Tally the lines of the listing below that contain the word "nightstand". Report only the number.

(Listing excerpted from a collection)
——————————
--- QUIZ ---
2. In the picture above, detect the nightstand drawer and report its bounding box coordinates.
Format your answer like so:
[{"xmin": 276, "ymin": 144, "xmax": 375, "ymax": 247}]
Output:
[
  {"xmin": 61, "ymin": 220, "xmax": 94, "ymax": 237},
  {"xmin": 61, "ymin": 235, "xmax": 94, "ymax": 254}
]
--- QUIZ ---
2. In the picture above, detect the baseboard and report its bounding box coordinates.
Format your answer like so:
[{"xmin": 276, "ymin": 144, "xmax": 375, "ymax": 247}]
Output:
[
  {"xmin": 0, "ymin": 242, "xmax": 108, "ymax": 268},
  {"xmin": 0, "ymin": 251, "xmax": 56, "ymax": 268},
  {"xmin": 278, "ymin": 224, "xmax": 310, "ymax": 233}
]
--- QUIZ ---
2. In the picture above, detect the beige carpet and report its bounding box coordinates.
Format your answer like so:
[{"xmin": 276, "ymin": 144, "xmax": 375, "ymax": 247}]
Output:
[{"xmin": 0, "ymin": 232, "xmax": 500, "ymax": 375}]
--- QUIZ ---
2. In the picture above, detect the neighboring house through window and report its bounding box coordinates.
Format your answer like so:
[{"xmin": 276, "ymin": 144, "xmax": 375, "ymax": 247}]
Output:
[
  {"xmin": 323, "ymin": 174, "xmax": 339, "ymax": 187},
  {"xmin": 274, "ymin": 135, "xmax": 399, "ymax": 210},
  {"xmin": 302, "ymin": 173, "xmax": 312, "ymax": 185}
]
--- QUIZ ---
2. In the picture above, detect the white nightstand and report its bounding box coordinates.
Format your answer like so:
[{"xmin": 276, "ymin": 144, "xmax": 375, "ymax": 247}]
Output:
——————————
* **Solution for this task**:
2